**Page excerpt**
There aren’t a lot of patients on the ward right now, and most of the ones who are there are just post-op cleft lips and palates [Mount Scopus has a large craniofacial center]. We do have a couple of fairly sick patients, and one of them is mine. She’s a really sad case: She’s a ten-year-old with neurofibromatosis. [This is an inherited disorder in which, for reasons that are not yet clear, the affected individual may develop dark pigmented spots and a variety of tumors of the skin, optic nerve, the brain, and other internal organs. Most people with neurofibromatosis live a normal life; some are severely deformed.] She was perfectly well until last week, when she started having trouble urinating. Her mother brought her to the ER last Tuesday and they did a KUB [X ray of the abdomen; called KUB for kidneys, ureters, and bladder] and found she had a big mass in her pelvis. Then they did a chest X ray and found another tumor in her lung. She was admitted to Children’s, and on Thursday she had a CT scan that showed she also had a brain tumor. They’re taking her to the OR tomorrow to biopsy the pelvic and the lung tumors, but the oncologists don’t think she’s going to do very well. It’s too bad, too; she seems like she could have been a nice, normal girl.
Wednesday, December 4, 1985
It’s getting cold. It’s really turning into winter, and I don’t know if I’m ready for that to happen yet. I guess I’m kind of depressed and the weather isn’t helping things any.

**Stored data**
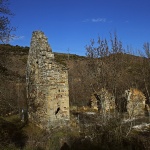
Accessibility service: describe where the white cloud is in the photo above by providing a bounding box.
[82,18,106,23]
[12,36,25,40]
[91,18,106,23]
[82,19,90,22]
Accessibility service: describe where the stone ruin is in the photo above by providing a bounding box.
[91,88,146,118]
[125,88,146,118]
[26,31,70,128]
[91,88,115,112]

* * *

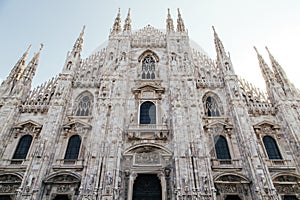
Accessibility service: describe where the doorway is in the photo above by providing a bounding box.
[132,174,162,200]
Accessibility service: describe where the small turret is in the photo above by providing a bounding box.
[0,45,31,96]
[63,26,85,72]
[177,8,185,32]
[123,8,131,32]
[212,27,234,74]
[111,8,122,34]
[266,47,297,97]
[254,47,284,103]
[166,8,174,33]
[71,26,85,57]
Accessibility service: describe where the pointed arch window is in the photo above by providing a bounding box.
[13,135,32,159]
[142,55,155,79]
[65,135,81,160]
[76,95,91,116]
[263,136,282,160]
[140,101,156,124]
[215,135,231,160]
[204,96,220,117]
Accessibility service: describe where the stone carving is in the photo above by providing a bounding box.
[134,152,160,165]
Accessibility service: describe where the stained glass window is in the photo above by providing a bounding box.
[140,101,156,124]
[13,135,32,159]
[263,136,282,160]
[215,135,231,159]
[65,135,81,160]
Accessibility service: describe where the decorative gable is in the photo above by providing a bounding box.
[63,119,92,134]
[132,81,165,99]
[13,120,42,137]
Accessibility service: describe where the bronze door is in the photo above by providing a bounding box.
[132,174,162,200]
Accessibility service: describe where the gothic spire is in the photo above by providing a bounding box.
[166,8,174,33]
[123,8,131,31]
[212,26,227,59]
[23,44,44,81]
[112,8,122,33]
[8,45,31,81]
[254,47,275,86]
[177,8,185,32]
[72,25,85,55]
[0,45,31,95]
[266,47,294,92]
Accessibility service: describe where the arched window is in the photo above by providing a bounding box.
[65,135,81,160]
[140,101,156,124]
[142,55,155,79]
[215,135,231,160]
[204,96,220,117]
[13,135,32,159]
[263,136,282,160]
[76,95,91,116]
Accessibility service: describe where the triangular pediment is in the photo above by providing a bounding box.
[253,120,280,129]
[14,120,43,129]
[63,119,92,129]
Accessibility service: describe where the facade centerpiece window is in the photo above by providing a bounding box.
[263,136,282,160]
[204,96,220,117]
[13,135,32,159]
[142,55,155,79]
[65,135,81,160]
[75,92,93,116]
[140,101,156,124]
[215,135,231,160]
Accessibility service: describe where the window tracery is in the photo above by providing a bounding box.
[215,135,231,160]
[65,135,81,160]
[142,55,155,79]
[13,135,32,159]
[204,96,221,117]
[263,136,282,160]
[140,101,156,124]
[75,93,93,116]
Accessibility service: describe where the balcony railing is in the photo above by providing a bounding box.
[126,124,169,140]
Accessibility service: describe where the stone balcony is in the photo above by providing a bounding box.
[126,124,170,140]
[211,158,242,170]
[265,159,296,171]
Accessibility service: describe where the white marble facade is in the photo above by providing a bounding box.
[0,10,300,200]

...

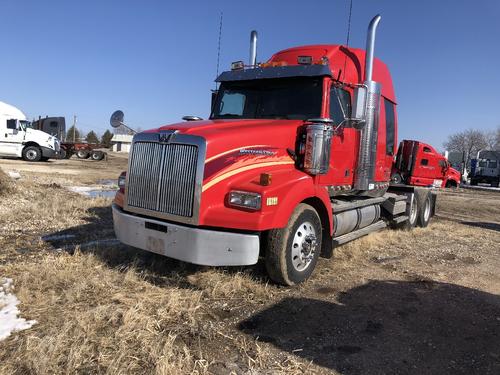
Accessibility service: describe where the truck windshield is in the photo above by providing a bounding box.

**Questions**
A - List every imaging study the ten-year-old patient underwent, according to the hospital journal excerpt.
B - From the hospital journal excerpt, extract the passage between "Wednesday, December 4, 1985" and "helping things any.", inclusive.

**Responses for each task**
A -
- KUB (X ray of the abdomen)
- Chest X ray
- CT scan

B -
Wednesday, December 4, 1985
It’s getting cold. It’s really turning into winter, and I don’t know if I’m ready for that to happen yet. I guess I’m kind of depressed and the weather isn’t helping things any.